Excerpts from a point labeling dataset

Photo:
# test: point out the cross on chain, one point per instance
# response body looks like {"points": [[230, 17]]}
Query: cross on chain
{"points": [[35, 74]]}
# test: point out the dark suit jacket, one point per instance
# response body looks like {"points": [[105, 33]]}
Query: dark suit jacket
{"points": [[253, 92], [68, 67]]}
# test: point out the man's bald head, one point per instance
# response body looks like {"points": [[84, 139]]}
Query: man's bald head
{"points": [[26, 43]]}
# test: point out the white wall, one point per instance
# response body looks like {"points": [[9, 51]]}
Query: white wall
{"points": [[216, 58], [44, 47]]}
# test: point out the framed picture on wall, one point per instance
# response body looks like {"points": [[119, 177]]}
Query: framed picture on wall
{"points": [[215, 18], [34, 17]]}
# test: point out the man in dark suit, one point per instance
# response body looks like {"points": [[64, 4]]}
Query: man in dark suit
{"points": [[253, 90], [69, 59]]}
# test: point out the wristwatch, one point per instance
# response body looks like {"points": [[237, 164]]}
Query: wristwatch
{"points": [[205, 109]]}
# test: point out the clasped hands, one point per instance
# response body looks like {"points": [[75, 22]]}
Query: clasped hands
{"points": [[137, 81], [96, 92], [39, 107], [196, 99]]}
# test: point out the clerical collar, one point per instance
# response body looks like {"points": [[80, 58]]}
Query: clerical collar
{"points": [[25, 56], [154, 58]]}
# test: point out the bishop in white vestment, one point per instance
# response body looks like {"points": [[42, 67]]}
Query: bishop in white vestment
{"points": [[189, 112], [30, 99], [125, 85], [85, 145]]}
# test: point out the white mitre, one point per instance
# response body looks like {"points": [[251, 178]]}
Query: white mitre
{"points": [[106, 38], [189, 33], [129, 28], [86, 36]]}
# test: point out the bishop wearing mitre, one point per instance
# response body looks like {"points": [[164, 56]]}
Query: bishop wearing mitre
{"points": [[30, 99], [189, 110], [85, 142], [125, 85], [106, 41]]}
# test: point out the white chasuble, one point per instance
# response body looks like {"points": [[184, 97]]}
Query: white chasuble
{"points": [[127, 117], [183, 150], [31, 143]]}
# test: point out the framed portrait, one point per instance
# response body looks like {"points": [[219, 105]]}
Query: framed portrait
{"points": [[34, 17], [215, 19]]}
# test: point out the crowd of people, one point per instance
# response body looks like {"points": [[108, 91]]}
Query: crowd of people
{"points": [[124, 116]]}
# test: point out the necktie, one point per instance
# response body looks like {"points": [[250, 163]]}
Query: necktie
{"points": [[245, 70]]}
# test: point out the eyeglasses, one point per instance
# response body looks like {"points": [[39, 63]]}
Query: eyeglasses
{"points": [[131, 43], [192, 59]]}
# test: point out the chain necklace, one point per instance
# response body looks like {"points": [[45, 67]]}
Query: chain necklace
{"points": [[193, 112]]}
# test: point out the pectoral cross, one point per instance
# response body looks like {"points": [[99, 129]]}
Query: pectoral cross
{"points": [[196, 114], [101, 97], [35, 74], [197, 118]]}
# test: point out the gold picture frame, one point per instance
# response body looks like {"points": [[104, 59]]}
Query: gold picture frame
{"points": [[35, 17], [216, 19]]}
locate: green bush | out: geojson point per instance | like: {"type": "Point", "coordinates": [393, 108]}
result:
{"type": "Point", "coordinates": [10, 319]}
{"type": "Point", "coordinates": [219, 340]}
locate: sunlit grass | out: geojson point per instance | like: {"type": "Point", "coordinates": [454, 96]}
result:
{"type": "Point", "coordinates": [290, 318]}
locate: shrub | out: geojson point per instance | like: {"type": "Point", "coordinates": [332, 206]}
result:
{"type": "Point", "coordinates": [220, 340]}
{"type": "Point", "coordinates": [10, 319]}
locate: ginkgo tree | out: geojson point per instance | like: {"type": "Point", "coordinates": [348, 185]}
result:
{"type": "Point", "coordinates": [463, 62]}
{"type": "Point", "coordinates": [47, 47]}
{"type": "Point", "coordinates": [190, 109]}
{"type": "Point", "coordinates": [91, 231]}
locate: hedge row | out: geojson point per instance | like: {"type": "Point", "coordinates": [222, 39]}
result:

• [AIM]
Can you retype every one of the lines above, character for character?

• [RESULT OF THE TASK]
Photo:
# test: point out the cross on chain, one point per instance
# response body looks like {"points": [[230, 17]]}
Query: cross on chain
{"points": [[35, 74]]}
# test: point out the dark suit jacket, one point per instance
# response body looks like {"points": [[105, 33]]}
Query: dark suit jacket
{"points": [[253, 92], [68, 67]]}
# test: point out the man's bald head, one point per instance
# response body looks like {"points": [[84, 139]]}
Query: man's bald head
{"points": [[26, 43]]}
# test: point out the white wall, one point per instance
# response body looks like {"points": [[9, 51]]}
Query: white wall
{"points": [[216, 58], [44, 47]]}
# test: point out the framed picture on wall, one point per instance
# response body looks like {"points": [[119, 177]]}
Query: framed picture on wall
{"points": [[215, 18], [34, 17]]}
# test: point out the man in dark suit, one point per instance
# response body looks like {"points": [[64, 4]]}
Query: man in dark suit
{"points": [[253, 90], [69, 59]]}
# test: point out the wristwatch, one point per instance
# response body looks like {"points": [[237, 164]]}
Query: wristwatch
{"points": [[205, 109]]}
# test: point out the clasped hands, one point per instance
# response body looks like {"points": [[75, 22]]}
Query: clasped hands
{"points": [[137, 81], [96, 92], [39, 107], [196, 99]]}
# test: point out the clerical collar, one point per instance
# response body looks like {"points": [[80, 58]]}
Query: clerical collar
{"points": [[25, 56], [154, 58]]}
# test: point out the bishop in white vestment, one point per instance
# response body looks like {"points": [[42, 67]]}
Query: bishop in white vestment
{"points": [[189, 112], [30, 99], [125, 85], [85, 145]]}
# test: point out the white mitre, one point per instance
# response body looks like {"points": [[251, 178]]}
Query: white mitre
{"points": [[106, 38], [189, 33], [129, 28], [86, 36]]}
# test: point out the bishop wearing mitre, one point per instance
# response body looks like {"points": [[164, 56]]}
Query: bishop wearing mitre
{"points": [[30, 99], [189, 110], [85, 142], [125, 85], [106, 41]]}
# test: point out the white chasuble, one point per instance
# response body looks like {"points": [[184, 97]]}
Query: white chasuble
{"points": [[127, 117], [183, 150], [31, 143]]}
# test: point out the framed portrait, one point per instance
# response body looks like {"points": [[219, 105]]}
Query: framed portrait
{"points": [[34, 17], [215, 19]]}
# test: point out the crowd of people, one point per instance
# response body looks like {"points": [[108, 91]]}
Query: crowd of people
{"points": [[124, 116]]}
# test: point out the necktie, one point per instance
# response body looks like {"points": [[250, 163]]}
Query: necktie
{"points": [[245, 70]]}
# test: point out the eyeglasses, one point per instance
# response body looks like {"points": [[39, 63]]}
Query: eyeglasses
{"points": [[131, 43], [192, 59]]}
# test: point out the chain necklace, one point per instance
# response body looks like {"points": [[45, 67]]}
Query: chain necklace
{"points": [[193, 112]]}
# test: point out the pectoral cross, one point per instance
# response body looks like {"points": [[99, 129]]}
Query: pectoral cross
{"points": [[196, 114], [101, 97], [35, 74], [197, 118]]}
# test: point out the gold picture frame, one point per instance
# response body looks like {"points": [[104, 59]]}
Query: gold picture frame
{"points": [[35, 17], [216, 19]]}
locate: green bush | out: geojson point per instance | like: {"type": "Point", "coordinates": [393, 108]}
result:
{"type": "Point", "coordinates": [10, 319]}
{"type": "Point", "coordinates": [219, 340]}
locate: sunlit grass | out: geojson point per instance | like: {"type": "Point", "coordinates": [454, 96]}
result:
{"type": "Point", "coordinates": [290, 318]}
locate: shrub | out: geojson point per instance | like: {"type": "Point", "coordinates": [332, 206]}
result:
{"type": "Point", "coordinates": [220, 340]}
{"type": "Point", "coordinates": [10, 319]}
locate: ginkgo tree | out: geojson point per instance | like: {"type": "Point", "coordinates": [348, 185]}
result:
{"type": "Point", "coordinates": [463, 62]}
{"type": "Point", "coordinates": [47, 47]}
{"type": "Point", "coordinates": [190, 109]}
{"type": "Point", "coordinates": [91, 231]}
locate: hedge row | out: geojson point per instance | like: {"type": "Point", "coordinates": [222, 39]}
result:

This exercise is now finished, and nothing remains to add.